*** Texte source ***
Pour le fonctionnaire s’estimant lésé

[11]   Au nom du fonctionnaire s’estimant lésé, M. Bouchard a déclaré que le grief n’est pas irrecevable puisque les pratiques discriminatoires dont il se plaint étaient une série d’agissements répétés et que le grief conteste par conséquent une situation continue.

[12]   Sur la question du licenciement, l’agent négociateur a déclaré que le fonctionnaire s’estimant lésé était arrivé vers le 16 août 2004 à la conclusion qu’on ne lui permettrait plus de travailler pour l’employeur et qu’il avait décidé ce jour–là de se prévaloir de la procédure de règlement des griefs.

Motifs

[13]   Les demandes de rejet d’un grief sans audience sont entendues en application de l’article 84 du Règlement, qui stipule :

84. (1) Sous réserve du paragraphe (2), et malgré toute autre disposition du présent règlement, la Commission peut rejeter un grief pour le motif qu’il ne constitue pas un grief pouvant être renvoyé à l’arbitrage aux termes de l’article 92 de la Loi.

(2) En déterminant s’il y a lieu de rejeter un grief pour le motif visé au paragraphe (1), la Commission :

  1. soit demande aux parties de présenter un exposé écrit de leurs arguments, dans le délai et de la manière qu’elle précise;

  2. soit tient une audience.

[14]   Comme la Commission l’a établi dans Gascon et autres c. Conseil du Trésor (Solliciteur général – Service correctionnel), 2000 CRTFP 68 et dans Lowther c. Conseil du Trésor (Solliciteur général Canada – Service correctionnel), 2004 CRTFP 89, s’il existe un « argument défendable » que le grief puisse être renvoyé à l’arbitrage, il n’est pas correct de le rejeter en vertu de l’article 84.

[15]   Le fonctionnaire s’estimant lésé a–t–il avancé un argument défendable que son grief peut être renvoyé à l’arbitrage? Lorsque la question fondamentale est une allégation de discrimination, les décisions de la Commission sont claires : elle n’a pas compétence puisque cela ne peut pas être renvoyé à l’arbitrage (voir Kehoe c. Conseil du Trésor (Développement des ressources humaines Canada), 2001 CRTFP 9, Sincère c. Conseil national de recherches du Canada, 2004 CRTFP 2 et Lowther (supra).
***
→ Énoncé 1
Mets à jour la décision sur le grief, tout ce qui va de « [12]   Sur la question » jusqu'à « l’article 92 de la Loi. », en remplaçant « licenciement » par « congédiement ».
→ Énoncé 2
Extrais de la liste chaque ligne qui contient le mot « plate ».
*** Liste fournie ***
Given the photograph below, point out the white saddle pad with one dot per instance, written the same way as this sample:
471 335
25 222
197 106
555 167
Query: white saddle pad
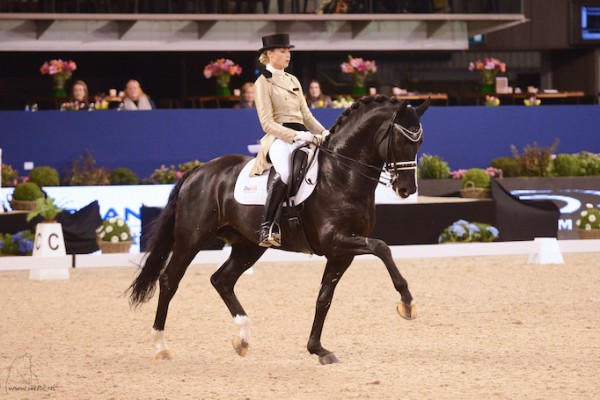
252 190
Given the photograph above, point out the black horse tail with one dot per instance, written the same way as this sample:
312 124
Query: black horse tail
159 248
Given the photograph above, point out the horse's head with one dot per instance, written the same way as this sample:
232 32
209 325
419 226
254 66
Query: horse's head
399 145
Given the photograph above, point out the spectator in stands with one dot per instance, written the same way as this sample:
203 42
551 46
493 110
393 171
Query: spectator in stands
247 94
79 92
315 97
135 98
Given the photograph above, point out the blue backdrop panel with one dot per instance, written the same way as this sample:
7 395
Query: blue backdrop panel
465 137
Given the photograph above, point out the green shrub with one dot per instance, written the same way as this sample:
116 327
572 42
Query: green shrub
589 218
165 175
114 230
433 167
476 178
44 176
511 167
535 160
19 244
123 176
27 191
10 176
566 165
589 164
45 208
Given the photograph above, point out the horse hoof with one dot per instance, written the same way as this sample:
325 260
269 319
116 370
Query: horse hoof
407 311
163 355
240 346
329 358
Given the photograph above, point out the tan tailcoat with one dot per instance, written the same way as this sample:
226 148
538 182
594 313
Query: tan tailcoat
279 100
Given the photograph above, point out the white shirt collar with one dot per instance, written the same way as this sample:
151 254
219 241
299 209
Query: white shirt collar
276 72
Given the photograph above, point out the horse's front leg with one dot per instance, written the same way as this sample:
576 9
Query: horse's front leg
243 256
331 277
377 247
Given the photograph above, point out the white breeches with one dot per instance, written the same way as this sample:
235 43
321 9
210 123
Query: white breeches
280 153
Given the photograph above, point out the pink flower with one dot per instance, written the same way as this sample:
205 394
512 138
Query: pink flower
358 66
221 66
487 64
491 171
59 66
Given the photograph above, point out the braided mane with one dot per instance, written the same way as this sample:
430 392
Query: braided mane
360 105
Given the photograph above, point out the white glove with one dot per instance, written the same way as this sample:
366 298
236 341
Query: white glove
304 136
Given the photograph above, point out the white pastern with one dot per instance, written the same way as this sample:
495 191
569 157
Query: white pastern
159 340
244 323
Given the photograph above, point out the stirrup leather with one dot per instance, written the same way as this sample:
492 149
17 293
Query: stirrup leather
272 238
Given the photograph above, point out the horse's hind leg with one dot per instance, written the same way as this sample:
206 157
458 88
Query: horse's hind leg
243 256
331 277
169 282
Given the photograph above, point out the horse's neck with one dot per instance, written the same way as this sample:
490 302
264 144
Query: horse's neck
354 167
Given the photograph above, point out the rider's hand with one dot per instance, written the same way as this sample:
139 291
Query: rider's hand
304 136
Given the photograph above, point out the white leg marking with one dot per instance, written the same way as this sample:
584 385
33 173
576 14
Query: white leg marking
244 323
159 340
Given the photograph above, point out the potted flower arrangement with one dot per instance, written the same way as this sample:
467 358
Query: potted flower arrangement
342 102
19 244
10 176
359 69
165 175
49 235
488 68
25 195
589 223
60 71
223 69
45 208
463 231
114 236
476 182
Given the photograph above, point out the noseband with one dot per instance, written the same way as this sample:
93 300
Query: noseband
391 165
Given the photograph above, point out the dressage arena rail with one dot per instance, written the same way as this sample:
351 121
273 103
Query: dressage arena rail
217 257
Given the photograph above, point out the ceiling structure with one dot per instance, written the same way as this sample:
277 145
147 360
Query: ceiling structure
242 32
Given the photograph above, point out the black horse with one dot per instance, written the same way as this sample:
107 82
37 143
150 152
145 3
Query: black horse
376 132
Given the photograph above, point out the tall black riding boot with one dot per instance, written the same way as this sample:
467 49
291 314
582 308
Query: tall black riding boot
277 191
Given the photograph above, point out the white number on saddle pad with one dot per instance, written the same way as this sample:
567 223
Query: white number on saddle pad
253 190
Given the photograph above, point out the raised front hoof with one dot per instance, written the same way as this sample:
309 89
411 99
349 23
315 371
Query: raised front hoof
407 311
240 346
329 358
163 355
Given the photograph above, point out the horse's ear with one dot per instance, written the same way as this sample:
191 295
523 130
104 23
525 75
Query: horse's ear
403 105
423 107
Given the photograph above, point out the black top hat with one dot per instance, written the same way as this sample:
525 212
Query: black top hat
277 41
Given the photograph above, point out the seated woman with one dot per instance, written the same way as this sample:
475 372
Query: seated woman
79 92
135 98
315 98
247 100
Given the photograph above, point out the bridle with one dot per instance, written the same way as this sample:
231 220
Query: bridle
391 166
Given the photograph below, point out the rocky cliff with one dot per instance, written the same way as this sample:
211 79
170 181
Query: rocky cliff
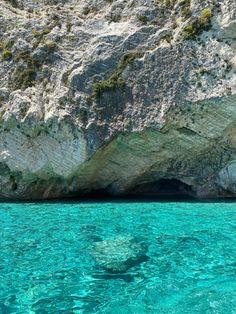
117 96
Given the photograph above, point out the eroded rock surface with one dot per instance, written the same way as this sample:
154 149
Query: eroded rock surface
117 96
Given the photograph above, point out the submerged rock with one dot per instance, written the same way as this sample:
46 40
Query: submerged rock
117 255
118 97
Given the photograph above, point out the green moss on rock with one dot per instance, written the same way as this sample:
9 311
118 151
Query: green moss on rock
198 25
115 80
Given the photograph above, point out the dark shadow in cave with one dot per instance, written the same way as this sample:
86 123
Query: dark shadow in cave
163 188
160 189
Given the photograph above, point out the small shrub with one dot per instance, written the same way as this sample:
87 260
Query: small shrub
6 54
203 22
115 80
142 18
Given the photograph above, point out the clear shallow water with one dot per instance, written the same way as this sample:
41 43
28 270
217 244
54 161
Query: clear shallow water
47 260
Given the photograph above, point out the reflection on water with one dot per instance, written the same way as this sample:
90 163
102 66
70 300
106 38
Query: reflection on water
118 257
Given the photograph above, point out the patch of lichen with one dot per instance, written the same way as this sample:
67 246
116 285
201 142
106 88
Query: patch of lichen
13 3
115 80
25 75
198 25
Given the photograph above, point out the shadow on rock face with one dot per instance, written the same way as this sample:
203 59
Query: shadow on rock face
117 255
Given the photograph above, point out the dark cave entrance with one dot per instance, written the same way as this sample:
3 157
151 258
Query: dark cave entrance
160 189
171 188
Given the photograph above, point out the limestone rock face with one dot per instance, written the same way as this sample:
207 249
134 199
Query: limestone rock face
120 97
119 254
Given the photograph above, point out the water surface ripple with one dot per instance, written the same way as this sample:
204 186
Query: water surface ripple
48 264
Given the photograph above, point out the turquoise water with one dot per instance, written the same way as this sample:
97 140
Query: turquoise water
52 261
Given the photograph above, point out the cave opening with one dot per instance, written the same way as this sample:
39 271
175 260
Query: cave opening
163 188
160 189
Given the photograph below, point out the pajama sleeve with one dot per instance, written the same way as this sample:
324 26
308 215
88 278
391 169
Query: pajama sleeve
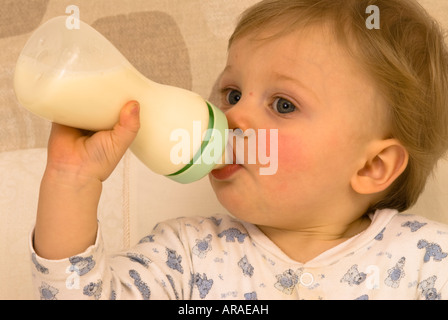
156 268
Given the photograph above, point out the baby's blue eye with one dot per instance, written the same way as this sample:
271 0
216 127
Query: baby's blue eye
283 106
233 97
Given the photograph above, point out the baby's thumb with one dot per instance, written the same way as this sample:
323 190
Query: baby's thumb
127 127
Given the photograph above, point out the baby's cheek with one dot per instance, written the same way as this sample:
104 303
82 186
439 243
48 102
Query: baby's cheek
291 157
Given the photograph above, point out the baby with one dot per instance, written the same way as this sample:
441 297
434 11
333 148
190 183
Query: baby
362 119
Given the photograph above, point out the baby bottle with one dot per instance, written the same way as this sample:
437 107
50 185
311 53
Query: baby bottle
76 77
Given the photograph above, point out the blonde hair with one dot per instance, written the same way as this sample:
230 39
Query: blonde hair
407 59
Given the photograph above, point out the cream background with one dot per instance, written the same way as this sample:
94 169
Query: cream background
177 42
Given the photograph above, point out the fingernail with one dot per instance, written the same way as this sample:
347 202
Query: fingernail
135 108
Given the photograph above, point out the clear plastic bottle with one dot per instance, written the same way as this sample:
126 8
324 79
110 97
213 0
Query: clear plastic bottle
76 77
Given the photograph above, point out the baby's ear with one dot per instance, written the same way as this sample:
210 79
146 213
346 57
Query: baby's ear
384 162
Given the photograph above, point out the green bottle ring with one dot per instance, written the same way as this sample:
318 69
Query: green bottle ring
216 133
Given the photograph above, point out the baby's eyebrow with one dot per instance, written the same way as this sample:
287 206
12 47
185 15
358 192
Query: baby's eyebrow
295 81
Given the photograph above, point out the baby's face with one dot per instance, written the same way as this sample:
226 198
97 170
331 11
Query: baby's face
325 109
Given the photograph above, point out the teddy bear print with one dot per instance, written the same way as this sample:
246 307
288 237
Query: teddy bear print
93 289
81 265
233 233
413 225
141 286
139 258
395 274
38 266
203 284
248 269
174 260
432 250
428 290
47 292
202 247
353 276
286 281
149 239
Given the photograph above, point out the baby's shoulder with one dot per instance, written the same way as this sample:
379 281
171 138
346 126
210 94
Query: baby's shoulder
221 226
413 230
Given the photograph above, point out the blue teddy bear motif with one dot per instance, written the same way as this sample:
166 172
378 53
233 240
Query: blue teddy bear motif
396 274
141 286
353 276
204 285
427 289
94 289
248 269
413 225
432 250
174 260
233 233
81 265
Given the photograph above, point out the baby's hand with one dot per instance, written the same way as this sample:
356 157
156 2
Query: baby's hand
92 155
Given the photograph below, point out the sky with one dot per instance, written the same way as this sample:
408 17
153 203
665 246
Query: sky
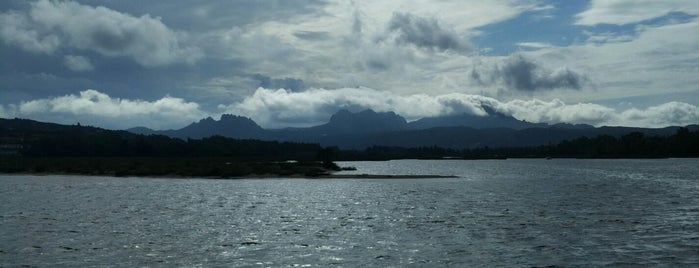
165 64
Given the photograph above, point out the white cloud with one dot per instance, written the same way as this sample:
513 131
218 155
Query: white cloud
282 108
671 113
17 29
49 25
78 63
96 108
630 11
533 45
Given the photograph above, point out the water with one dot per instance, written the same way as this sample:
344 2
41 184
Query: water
511 213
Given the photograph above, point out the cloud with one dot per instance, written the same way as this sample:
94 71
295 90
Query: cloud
17 29
671 113
292 84
312 36
78 63
50 25
424 33
632 11
520 73
282 108
96 108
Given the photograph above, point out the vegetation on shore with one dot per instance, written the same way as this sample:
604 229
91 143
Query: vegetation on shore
212 167
34 147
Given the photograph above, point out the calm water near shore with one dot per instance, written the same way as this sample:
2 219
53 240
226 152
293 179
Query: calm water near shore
512 213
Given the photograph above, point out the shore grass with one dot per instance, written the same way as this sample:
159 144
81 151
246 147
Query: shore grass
217 167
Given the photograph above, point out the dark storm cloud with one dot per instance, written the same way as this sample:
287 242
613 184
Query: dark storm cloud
424 33
312 36
48 26
523 74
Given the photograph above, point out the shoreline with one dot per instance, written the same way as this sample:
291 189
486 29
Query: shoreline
251 176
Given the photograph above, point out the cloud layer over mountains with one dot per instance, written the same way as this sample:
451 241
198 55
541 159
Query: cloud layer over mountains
282 108
125 63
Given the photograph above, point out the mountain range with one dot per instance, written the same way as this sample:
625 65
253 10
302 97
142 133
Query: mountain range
363 129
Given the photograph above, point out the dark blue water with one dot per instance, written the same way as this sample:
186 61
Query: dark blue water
513 213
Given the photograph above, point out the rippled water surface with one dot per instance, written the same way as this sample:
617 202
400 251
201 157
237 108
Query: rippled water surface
514 213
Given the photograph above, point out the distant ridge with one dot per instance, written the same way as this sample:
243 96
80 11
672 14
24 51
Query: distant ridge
367 128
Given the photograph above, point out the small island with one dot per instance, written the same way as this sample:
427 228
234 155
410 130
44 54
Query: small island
28 146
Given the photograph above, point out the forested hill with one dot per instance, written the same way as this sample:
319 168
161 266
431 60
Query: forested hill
31 138
367 128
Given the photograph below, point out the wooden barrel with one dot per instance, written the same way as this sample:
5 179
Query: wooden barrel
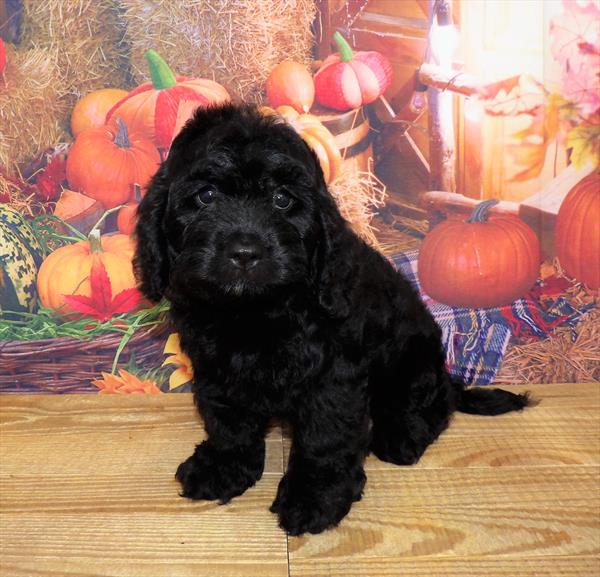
353 136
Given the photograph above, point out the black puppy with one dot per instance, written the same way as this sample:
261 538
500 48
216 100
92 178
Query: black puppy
286 313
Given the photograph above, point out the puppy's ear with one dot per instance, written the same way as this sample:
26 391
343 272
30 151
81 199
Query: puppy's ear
151 262
334 256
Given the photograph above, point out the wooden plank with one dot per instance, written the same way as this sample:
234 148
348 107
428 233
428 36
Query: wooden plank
479 513
86 490
585 566
107 431
136 527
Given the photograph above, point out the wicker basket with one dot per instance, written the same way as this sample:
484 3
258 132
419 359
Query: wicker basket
67 365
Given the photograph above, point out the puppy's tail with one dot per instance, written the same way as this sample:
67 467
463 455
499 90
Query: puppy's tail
478 401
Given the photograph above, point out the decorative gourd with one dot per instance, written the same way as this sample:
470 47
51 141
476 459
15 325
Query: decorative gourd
578 231
20 257
312 131
91 110
151 108
290 83
487 261
127 216
106 162
349 79
66 271
78 210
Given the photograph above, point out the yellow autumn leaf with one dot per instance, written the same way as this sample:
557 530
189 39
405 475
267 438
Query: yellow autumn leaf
125 383
184 371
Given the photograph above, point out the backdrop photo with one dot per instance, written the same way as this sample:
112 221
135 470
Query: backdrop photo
460 144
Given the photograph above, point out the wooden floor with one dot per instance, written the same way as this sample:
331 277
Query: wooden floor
87 490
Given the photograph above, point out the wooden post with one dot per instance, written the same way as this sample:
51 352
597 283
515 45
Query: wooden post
442 155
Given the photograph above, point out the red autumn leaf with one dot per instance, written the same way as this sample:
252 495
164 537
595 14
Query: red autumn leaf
550 287
49 181
101 287
126 300
520 94
101 305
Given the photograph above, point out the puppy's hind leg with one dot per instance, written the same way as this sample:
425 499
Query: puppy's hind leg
411 400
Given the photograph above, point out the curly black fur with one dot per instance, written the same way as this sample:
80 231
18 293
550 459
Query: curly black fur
286 313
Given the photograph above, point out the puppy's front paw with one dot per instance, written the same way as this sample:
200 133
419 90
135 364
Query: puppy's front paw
303 508
219 476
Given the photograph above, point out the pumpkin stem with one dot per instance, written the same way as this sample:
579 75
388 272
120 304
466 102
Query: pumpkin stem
160 73
480 212
137 193
122 137
94 240
343 47
96 227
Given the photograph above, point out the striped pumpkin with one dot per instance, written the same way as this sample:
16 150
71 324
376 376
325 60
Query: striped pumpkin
150 110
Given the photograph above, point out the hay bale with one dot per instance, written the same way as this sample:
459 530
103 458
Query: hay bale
31 106
86 35
358 195
557 359
234 42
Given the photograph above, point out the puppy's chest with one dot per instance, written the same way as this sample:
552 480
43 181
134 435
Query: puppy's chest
273 354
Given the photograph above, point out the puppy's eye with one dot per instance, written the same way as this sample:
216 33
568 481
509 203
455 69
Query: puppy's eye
206 196
282 201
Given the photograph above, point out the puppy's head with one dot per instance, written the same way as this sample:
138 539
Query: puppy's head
235 212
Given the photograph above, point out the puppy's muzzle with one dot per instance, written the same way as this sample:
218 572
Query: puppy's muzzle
244 251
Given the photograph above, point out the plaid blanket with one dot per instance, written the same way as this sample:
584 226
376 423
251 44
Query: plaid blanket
476 339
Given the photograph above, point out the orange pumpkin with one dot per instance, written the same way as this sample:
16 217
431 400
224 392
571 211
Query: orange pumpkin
90 111
578 231
487 261
312 131
106 162
66 271
290 83
151 108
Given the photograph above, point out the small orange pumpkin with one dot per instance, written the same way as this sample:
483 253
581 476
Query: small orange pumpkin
578 231
106 162
66 271
312 131
90 111
487 261
290 83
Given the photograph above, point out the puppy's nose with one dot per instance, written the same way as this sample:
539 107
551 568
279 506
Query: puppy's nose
245 252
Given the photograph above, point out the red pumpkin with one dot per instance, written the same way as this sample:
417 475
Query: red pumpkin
347 80
105 163
578 231
151 109
487 261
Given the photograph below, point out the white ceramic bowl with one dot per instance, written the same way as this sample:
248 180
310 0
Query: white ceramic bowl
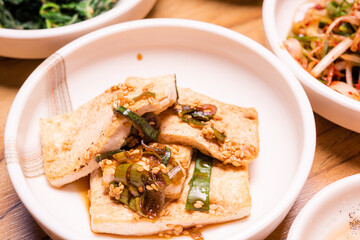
205 57
44 42
277 19
329 212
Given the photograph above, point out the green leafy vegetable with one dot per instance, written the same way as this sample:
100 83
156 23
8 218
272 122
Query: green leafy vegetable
37 14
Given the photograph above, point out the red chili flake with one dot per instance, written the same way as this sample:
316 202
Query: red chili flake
139 56
318 7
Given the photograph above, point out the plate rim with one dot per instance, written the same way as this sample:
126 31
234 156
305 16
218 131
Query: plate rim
309 135
324 195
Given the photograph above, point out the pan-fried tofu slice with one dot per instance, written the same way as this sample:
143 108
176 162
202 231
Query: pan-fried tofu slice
241 145
229 200
182 155
71 141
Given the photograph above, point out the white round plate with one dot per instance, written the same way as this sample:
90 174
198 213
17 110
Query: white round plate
328 214
277 19
207 58
44 42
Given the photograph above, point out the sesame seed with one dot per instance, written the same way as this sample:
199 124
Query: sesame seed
170 225
236 164
178 228
154 187
155 170
213 206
***
→ Solution 1
[12]   Sur la question du congédiement, l’agent négociateur a déclaré que le fonctionnaire s’estimant lésé était arrivé vers le 16 août 2004 à la conclusion qu’on ne lui permettrait plus de travailler pour l’employeur et qu’il avait décidé ce jour–là de se prévaloir de la procédure de règlement des griefs.

Motifs

[13]   Les demandes de rejet d’un grief sans audience sont entendues en application de l’article 84 du Règlement, qui stipule :

84. (1) Sous réserve du paragraphe (2), et malgré toute autre disposition du présent règlement, la Commission peut rejeter un grief pour le motif qu’il ne constitue pas un grief pouvant être renvoyé à l’arbitrage aux termes de l’article 92 de la Loi.

→ Solution 2
Given the photograph above, point out the plate rim with one dot per instance, written the same way as this sample:
Query: plate rim
Given the photograph above, point out the white round plate with one dot per instance, written the same way as this sample:
Query: white round plate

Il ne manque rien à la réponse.